_What you will do:_ The count of lines with the string "covered" in the material is all that should be returned.

_Data supplied:_
────────────────────────────────────────

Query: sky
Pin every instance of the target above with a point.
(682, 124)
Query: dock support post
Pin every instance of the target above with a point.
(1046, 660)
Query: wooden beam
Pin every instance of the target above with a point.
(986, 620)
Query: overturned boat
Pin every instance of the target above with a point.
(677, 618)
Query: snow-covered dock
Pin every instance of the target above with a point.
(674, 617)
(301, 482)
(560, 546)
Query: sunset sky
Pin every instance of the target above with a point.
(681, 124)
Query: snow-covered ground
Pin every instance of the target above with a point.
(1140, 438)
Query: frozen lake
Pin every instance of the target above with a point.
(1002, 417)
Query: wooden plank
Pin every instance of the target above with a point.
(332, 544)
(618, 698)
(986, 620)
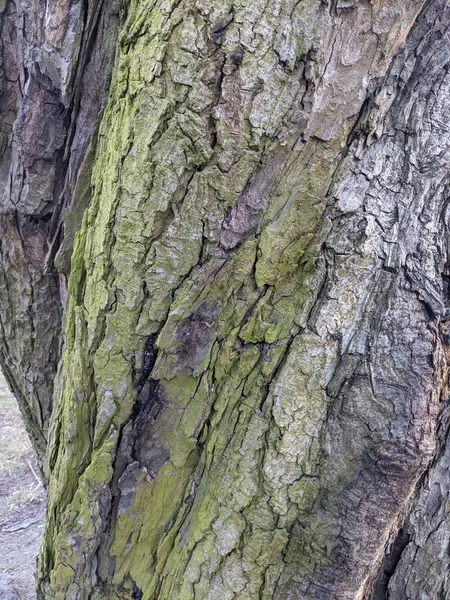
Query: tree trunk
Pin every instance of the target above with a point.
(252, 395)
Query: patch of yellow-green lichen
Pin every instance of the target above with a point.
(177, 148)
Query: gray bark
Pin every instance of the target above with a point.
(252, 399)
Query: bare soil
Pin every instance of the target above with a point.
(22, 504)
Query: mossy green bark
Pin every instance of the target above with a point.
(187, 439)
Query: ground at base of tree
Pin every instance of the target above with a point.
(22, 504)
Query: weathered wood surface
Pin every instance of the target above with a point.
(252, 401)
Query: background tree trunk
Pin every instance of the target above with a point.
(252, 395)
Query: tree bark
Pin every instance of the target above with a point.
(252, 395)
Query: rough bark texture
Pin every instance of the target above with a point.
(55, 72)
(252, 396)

────────────────────────────────────────

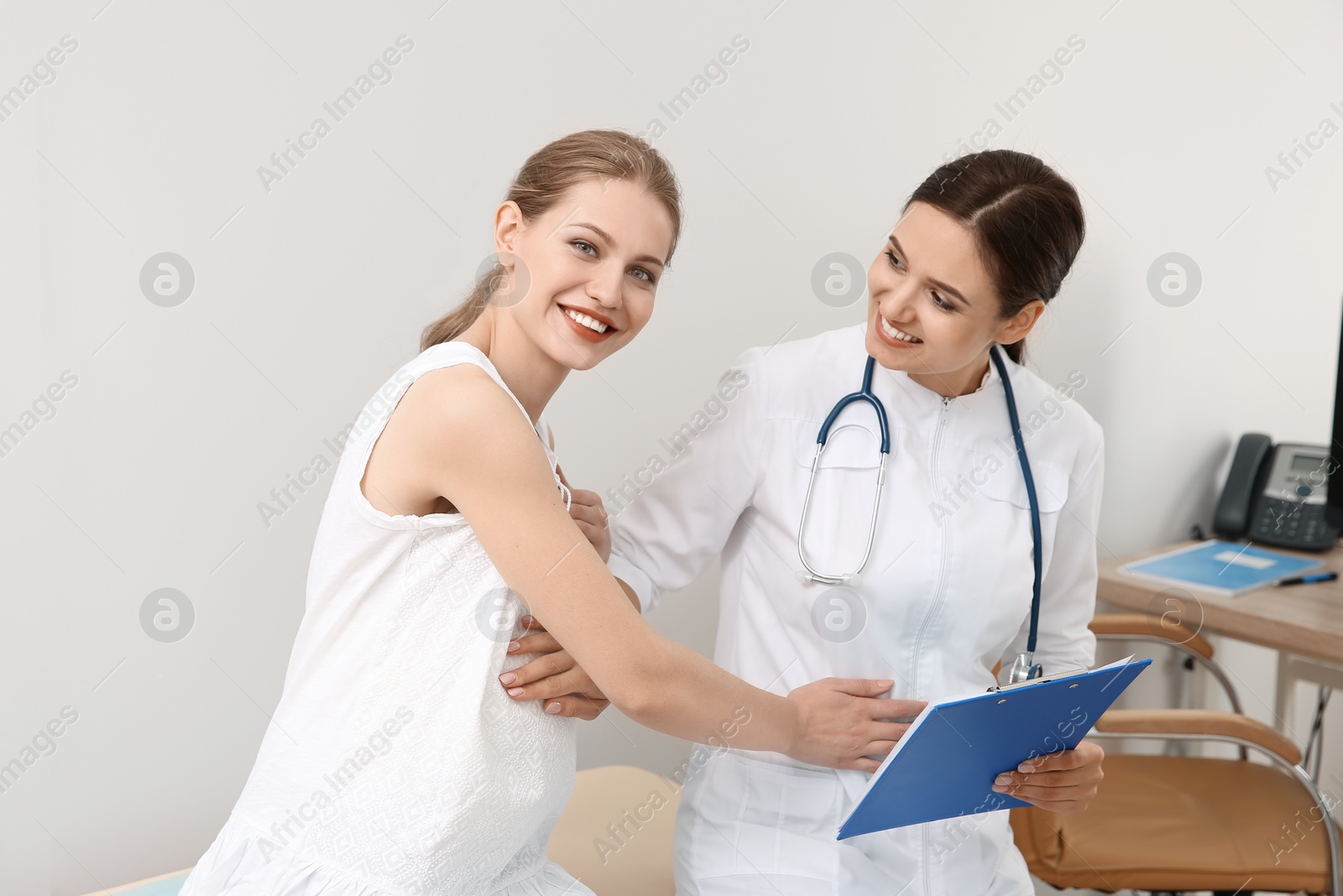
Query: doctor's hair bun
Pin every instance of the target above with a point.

────────────────────────────────────────

_Your solution:_ 2